(EXERCISE BRIEF) Rewrite the records starting with the line that contains "Return the segmentation of every instance of the boat" and going on through the line that contains "45), (450, 53)]", and increase every coordinate in the outlines by 85. Keep all the other wording in those lines unchanged, and give only those lines.

(MATERIAL FOR THE TASK)
## Begin

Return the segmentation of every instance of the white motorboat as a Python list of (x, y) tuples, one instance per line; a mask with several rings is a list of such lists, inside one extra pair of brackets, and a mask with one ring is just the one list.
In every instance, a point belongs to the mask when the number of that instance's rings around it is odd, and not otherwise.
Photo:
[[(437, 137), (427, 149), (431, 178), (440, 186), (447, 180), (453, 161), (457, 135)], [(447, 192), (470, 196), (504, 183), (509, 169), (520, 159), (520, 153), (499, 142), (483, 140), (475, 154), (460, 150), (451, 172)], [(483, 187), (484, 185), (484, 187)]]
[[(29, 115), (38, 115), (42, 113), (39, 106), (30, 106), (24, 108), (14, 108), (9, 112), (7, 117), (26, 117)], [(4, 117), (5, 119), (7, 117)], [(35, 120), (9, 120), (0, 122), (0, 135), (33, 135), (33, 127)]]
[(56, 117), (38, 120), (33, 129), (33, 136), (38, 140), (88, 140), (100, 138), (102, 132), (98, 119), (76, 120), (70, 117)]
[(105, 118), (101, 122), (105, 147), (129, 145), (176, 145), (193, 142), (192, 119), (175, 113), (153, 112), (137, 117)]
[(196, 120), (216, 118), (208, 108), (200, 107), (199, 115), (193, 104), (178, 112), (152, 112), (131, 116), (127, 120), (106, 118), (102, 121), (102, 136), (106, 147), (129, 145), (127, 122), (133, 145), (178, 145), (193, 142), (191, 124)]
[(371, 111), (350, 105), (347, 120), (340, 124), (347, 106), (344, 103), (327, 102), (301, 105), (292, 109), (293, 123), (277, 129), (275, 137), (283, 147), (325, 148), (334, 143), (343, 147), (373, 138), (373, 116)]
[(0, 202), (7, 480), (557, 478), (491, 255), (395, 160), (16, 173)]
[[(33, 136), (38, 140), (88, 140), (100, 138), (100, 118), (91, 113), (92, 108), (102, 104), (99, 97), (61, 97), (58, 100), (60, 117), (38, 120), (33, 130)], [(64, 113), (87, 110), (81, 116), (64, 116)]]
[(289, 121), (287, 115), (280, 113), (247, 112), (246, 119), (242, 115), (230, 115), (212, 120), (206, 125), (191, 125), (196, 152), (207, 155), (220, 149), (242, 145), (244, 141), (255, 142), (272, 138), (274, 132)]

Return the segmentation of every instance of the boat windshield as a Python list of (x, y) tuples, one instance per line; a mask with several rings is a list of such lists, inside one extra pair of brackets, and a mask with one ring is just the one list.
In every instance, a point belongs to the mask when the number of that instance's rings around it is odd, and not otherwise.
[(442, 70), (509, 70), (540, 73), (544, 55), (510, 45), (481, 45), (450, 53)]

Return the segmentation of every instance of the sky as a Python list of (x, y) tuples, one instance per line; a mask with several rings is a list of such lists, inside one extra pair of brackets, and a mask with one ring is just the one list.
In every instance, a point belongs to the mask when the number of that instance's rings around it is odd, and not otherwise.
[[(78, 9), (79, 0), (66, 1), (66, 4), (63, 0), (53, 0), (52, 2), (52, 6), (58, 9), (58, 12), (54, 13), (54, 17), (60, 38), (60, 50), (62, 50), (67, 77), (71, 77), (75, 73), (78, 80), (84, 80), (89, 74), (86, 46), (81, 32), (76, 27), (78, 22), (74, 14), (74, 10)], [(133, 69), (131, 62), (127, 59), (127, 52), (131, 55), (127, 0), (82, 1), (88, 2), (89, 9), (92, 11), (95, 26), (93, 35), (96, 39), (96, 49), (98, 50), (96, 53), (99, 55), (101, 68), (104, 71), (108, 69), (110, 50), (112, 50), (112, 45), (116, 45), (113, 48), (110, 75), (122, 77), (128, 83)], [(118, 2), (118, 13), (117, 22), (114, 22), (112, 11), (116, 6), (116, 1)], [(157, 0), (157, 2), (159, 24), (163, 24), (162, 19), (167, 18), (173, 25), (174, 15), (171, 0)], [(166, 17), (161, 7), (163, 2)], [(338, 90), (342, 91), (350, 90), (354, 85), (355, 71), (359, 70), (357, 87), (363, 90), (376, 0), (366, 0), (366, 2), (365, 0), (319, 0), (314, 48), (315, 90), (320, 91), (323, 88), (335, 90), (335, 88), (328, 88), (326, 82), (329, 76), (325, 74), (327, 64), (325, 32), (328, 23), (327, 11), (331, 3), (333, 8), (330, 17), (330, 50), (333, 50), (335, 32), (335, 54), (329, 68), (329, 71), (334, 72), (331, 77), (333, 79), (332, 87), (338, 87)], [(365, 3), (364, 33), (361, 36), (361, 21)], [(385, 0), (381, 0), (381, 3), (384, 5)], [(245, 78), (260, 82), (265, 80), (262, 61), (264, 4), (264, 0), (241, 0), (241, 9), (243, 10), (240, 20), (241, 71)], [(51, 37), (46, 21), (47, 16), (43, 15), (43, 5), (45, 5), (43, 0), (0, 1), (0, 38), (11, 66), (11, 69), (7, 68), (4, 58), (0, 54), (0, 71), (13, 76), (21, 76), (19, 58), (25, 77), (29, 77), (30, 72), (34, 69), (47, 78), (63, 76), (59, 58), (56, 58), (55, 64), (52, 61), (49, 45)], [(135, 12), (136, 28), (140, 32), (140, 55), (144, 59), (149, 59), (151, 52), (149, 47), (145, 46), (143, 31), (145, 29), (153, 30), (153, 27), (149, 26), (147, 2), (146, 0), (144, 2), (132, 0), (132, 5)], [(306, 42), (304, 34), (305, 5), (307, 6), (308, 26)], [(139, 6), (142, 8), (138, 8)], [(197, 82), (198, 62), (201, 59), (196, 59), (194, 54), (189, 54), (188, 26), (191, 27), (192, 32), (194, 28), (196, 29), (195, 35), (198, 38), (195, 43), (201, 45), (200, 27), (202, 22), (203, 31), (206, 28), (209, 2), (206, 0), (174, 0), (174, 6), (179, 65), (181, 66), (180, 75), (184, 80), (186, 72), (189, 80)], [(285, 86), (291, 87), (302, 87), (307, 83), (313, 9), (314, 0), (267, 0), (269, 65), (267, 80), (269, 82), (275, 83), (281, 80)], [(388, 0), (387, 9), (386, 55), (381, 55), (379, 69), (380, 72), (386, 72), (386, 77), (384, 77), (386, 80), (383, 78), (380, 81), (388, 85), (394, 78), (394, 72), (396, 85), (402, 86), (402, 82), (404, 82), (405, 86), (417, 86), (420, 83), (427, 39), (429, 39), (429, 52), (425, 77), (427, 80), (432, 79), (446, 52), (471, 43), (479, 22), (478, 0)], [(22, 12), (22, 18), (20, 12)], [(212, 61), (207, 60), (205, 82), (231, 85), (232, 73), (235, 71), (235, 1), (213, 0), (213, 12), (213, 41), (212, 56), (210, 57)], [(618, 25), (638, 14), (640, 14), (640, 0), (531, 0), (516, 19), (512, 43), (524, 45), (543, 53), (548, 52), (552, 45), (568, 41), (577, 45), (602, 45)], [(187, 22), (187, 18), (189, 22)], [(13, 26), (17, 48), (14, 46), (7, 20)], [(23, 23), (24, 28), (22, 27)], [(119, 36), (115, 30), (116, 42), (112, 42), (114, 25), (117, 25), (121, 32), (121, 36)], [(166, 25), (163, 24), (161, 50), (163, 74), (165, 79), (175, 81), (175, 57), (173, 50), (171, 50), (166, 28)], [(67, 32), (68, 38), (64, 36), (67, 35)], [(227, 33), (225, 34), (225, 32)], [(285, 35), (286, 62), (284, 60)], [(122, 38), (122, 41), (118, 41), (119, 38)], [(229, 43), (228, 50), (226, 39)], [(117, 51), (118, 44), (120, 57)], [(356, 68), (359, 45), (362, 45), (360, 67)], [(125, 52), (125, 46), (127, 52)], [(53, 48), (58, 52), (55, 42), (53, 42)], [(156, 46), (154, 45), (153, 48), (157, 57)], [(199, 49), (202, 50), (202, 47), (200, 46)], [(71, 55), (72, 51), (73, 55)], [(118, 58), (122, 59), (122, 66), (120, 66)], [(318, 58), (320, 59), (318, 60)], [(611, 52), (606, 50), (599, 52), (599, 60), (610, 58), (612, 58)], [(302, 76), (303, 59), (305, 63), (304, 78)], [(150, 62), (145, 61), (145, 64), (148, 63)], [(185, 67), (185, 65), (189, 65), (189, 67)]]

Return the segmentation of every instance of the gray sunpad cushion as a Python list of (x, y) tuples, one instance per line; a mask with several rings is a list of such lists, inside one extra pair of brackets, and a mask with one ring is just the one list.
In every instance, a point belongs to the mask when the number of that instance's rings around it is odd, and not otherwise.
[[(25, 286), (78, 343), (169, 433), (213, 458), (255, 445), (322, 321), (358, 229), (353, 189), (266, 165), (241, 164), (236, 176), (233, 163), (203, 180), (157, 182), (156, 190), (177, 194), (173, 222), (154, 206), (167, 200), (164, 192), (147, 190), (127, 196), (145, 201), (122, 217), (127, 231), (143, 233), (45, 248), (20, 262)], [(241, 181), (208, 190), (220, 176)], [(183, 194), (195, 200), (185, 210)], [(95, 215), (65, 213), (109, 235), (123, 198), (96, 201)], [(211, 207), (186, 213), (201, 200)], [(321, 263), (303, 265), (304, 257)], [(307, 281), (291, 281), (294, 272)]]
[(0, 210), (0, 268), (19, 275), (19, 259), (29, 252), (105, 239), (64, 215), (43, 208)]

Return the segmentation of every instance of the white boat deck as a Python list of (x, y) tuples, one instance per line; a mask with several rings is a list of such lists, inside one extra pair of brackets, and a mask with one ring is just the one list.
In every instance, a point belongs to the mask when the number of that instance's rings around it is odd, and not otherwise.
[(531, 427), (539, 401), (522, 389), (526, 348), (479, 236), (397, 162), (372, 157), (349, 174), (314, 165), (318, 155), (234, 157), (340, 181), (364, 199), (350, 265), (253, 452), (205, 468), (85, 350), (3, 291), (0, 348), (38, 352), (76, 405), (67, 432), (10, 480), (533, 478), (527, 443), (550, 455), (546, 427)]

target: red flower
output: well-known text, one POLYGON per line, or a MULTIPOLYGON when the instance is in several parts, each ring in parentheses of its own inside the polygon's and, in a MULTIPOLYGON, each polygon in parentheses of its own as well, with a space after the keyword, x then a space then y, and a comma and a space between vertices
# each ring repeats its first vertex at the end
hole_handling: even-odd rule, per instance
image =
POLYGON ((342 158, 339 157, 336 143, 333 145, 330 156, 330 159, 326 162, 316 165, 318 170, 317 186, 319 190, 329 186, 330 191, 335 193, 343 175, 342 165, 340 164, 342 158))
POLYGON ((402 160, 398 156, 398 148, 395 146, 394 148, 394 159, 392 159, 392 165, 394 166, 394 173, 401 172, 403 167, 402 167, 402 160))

## End

(TASK RESULT)
Return the segmentation of every instance of the boat windshield as a Python list of (x, y) tuples, one instance per line; a mask with several rings is a list of such lists, inside one extra pair of brackets, and a mask with one ring is just the one list.
In every instance, a point belongs to the mask when the number of that instance's rings around it is odd, and not otherwise.
[(527, 155), (594, 155), (625, 158), (629, 140), (595, 130), (566, 130), (535, 138)]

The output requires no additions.